(Aim of the exercise) Print out each entry below exactly, please.

(Data)
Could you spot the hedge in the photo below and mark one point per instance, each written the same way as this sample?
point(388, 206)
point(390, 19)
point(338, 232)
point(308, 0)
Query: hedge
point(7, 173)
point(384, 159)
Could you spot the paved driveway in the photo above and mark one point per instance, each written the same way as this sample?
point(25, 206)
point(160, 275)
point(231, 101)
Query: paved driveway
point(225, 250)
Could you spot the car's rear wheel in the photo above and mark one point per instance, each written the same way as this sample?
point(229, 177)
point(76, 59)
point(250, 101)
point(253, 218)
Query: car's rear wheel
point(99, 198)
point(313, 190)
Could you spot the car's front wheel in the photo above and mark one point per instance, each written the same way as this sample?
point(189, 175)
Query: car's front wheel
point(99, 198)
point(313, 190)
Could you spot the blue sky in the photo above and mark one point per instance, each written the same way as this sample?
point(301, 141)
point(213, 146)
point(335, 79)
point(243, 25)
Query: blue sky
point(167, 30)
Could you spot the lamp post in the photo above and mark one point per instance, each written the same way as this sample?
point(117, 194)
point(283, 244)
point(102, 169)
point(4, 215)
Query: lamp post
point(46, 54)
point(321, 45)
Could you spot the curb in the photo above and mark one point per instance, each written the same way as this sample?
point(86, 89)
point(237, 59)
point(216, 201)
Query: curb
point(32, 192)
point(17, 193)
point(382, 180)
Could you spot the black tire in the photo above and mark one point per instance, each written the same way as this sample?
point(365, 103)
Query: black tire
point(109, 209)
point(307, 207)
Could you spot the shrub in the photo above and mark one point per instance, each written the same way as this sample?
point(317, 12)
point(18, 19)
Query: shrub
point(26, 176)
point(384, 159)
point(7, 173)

(Written response)
Could you spot the hedge in the photo below and mark one point per instance, each written the same way as this sample?
point(388, 206)
point(390, 19)
point(338, 232)
point(308, 0)
Query: hedge
point(7, 173)
point(384, 159)
Could you spot the paved driveway in the photo above and mark one point per instance, each written the same way as this sample?
point(25, 206)
point(160, 275)
point(231, 101)
Query: paved driveway
point(225, 250)
Could you spot the car's rear wheel in the photo above and mark one point per instance, each written the same way as this sample?
point(229, 177)
point(76, 59)
point(250, 101)
point(253, 218)
Query: car's rear wheel
point(99, 198)
point(313, 190)
Could you spot the car's front wheel in the photo above and mark one point per instance, each written the same way as this sample?
point(189, 175)
Query: car's front wheel
point(99, 198)
point(313, 190)
Could you spot the blue sky in the photo above and mark one point per instance, each written the same way as this sample?
point(301, 141)
point(213, 146)
point(335, 79)
point(243, 25)
Query: blue sky
point(167, 30)
Could you spot the lamp post in the photo above and mark one point per instance, each written the same way as this sample?
point(117, 194)
point(283, 244)
point(102, 169)
point(4, 215)
Query: lamp post
point(46, 54)
point(321, 45)
Could you spot the curb in the photo above and mark one point per instance, each written the same way as this sample?
point(86, 89)
point(237, 59)
point(216, 201)
Query: curb
point(32, 192)
point(17, 193)
point(382, 180)
Could you spot the black tire in the photo above and mark one point per instance, each written the same way as this sample?
point(365, 103)
Query: black tire
point(109, 209)
point(307, 207)
Could you spot the shrub in the photo above and mark one point per instance, each written the same way as this sample?
point(317, 12)
point(18, 19)
Query: shrub
point(26, 176)
point(384, 159)
point(7, 173)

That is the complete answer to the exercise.